* PROBLEM TO WORK ON
Swap "neoclassical building" for "stone building" in the lines from the line with "Where can the blue jacket" up to and including the line with "point(554, 52)", leaving everything else unchanged. Give back only those lines.
[START GIVEN RECORDS]
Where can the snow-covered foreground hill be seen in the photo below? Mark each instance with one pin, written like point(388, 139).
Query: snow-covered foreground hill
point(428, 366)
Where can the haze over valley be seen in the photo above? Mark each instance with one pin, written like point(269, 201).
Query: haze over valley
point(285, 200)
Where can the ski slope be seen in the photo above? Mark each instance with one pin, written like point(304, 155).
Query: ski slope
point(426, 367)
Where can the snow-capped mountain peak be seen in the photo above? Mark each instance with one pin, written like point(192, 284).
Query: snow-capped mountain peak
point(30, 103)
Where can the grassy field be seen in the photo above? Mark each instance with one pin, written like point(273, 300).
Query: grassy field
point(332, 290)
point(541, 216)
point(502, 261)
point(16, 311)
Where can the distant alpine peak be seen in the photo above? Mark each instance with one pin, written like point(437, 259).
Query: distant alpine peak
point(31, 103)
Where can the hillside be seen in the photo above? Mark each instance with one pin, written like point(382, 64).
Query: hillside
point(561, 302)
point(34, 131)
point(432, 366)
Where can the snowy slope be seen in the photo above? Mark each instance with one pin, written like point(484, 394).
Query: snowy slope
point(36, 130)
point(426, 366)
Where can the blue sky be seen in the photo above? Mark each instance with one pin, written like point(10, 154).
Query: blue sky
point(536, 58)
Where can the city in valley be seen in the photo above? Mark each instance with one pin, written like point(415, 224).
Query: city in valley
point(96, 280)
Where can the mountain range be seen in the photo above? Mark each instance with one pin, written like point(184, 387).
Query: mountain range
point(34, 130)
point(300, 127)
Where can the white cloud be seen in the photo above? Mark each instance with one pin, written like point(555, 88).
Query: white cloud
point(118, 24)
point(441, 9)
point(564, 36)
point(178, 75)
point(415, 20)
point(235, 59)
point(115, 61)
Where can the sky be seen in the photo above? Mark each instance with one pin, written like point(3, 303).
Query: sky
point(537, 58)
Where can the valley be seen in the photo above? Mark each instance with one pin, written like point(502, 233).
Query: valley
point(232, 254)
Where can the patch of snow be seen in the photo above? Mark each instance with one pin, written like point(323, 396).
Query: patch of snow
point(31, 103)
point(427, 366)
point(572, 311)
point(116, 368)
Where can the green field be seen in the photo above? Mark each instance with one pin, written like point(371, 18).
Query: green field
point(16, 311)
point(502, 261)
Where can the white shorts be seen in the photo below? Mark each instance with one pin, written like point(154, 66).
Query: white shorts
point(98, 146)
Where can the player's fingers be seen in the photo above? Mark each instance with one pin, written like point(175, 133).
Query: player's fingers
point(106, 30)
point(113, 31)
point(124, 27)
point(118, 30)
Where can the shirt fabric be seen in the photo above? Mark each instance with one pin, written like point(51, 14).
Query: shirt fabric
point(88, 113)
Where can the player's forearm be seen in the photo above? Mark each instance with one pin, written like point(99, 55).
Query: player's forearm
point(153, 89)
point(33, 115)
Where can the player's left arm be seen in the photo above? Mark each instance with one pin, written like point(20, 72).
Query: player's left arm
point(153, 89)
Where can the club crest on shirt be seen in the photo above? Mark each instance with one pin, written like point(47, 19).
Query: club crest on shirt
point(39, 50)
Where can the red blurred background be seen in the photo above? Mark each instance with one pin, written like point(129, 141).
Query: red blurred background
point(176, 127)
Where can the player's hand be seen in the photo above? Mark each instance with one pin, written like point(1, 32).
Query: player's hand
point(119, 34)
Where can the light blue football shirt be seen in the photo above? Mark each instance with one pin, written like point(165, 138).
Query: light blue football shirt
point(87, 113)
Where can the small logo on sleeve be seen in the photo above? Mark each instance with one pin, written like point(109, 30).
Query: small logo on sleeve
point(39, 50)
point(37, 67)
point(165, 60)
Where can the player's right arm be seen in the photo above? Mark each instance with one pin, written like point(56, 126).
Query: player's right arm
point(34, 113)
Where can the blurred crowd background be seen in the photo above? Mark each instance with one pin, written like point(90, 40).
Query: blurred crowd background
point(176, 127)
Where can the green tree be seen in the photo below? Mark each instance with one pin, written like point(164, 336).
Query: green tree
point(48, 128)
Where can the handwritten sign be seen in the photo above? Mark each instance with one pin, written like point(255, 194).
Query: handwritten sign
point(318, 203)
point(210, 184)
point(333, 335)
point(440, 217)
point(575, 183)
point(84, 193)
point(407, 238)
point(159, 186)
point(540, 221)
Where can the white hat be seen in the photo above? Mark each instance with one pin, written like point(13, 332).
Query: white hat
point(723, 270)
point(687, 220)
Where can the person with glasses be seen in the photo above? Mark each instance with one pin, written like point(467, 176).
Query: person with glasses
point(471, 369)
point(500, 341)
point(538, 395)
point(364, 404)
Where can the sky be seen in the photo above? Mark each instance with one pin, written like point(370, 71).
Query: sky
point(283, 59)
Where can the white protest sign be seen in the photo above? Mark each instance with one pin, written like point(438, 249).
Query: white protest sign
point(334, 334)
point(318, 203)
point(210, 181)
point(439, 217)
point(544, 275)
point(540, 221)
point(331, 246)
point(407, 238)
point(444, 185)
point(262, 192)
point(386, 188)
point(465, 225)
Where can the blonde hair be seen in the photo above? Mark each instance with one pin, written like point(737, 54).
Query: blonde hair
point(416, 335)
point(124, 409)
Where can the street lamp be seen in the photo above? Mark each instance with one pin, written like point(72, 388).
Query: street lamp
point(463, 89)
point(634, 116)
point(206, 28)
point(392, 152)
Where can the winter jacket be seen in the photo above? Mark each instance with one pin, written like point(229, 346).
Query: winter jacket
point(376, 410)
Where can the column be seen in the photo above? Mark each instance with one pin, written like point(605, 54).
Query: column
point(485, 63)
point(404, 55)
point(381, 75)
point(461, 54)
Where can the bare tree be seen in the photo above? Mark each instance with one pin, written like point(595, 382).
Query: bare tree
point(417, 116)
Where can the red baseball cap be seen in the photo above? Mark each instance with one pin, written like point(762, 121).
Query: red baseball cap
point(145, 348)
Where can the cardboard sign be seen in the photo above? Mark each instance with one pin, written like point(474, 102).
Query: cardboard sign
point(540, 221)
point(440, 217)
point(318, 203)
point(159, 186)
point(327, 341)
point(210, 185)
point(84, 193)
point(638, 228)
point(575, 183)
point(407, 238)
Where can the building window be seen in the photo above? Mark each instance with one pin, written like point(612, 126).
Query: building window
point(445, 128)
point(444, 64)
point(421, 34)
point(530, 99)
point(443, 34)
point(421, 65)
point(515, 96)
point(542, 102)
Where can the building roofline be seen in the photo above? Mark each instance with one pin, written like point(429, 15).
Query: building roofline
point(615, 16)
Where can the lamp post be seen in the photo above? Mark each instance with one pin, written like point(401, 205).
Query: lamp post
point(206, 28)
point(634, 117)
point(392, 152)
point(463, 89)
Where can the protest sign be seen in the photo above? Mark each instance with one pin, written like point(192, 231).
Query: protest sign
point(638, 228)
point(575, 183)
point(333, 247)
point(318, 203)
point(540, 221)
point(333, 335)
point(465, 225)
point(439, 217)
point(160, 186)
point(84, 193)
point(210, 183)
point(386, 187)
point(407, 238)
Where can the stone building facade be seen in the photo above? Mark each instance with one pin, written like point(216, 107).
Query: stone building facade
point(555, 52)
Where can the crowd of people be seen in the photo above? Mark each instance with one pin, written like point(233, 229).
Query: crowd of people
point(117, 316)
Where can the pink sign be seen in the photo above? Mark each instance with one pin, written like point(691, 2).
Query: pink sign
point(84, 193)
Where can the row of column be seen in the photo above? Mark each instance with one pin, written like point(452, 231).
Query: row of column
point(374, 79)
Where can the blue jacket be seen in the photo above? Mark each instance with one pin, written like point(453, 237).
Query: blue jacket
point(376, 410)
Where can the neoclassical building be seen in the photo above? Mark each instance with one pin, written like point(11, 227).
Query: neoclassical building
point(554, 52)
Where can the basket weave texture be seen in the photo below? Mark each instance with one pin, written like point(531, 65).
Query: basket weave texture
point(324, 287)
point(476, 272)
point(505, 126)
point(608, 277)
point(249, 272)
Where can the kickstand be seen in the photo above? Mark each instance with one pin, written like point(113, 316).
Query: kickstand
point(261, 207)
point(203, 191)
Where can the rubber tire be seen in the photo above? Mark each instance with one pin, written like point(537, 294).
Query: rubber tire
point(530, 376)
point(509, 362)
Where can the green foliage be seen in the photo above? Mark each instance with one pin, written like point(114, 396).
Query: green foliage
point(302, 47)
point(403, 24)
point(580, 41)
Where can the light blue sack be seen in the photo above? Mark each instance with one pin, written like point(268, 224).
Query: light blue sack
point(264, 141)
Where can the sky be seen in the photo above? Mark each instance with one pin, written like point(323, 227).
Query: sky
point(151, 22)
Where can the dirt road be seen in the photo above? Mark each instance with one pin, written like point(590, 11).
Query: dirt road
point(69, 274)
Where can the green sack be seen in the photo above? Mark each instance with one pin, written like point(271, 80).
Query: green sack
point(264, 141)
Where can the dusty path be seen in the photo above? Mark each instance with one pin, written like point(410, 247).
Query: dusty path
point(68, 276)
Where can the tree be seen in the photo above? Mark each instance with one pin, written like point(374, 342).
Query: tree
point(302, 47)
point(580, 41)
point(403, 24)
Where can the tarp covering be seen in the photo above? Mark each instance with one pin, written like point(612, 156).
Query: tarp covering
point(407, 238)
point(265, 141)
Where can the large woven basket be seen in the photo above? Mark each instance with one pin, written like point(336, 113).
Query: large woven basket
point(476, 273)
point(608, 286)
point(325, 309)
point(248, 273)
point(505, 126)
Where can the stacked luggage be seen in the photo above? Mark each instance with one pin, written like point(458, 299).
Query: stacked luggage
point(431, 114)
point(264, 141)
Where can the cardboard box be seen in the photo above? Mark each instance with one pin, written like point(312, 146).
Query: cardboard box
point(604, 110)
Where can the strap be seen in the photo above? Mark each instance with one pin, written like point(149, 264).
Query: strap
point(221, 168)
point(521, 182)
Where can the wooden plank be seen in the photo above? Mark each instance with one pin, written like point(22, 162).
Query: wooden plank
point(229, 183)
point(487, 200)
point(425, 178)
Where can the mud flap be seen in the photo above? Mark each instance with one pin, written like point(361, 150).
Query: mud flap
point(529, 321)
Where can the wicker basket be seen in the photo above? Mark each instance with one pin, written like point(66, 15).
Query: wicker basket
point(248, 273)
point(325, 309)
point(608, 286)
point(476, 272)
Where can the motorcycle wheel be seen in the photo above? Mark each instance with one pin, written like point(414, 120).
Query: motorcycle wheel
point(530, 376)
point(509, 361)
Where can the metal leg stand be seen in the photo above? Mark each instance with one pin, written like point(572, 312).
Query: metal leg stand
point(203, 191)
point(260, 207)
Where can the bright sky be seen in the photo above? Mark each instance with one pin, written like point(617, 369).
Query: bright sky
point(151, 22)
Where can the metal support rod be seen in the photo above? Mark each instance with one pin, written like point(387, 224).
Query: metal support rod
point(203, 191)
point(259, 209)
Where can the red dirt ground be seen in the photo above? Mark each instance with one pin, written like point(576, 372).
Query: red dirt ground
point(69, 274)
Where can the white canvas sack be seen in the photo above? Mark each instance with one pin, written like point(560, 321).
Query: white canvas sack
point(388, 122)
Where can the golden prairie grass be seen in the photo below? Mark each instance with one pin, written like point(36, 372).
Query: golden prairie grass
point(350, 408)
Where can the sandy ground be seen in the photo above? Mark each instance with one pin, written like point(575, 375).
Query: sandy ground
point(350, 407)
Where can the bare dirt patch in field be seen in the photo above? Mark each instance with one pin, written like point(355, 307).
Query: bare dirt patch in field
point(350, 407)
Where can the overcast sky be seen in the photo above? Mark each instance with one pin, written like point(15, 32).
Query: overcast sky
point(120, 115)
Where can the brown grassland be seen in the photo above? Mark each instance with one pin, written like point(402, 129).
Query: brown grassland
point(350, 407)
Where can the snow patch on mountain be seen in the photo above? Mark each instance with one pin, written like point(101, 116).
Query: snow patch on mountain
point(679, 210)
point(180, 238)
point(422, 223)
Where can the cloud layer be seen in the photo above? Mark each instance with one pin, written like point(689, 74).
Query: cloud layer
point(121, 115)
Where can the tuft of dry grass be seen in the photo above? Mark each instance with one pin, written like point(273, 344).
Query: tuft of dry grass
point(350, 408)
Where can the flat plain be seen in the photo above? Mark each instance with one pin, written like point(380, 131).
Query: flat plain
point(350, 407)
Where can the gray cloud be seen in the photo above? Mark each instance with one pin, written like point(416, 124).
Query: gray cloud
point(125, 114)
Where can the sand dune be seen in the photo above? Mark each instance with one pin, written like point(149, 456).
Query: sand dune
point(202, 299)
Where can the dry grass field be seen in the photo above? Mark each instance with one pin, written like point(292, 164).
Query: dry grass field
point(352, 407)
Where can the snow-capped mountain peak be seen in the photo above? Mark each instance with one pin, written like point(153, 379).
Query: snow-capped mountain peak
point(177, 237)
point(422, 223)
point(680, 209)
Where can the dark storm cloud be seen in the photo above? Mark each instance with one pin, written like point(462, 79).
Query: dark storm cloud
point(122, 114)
[END GIVEN RECORDS]
* PROBLEM SOLUTION
Where can the blue jacket be seen in the photo above? Mark each instance with one pin, written like point(453, 237).
Query: blue jacket
point(376, 410)
Where can the stone building be seen in the photo above? Mark each instance with one pin, written like point(11, 227).
Query: stone building
point(554, 52)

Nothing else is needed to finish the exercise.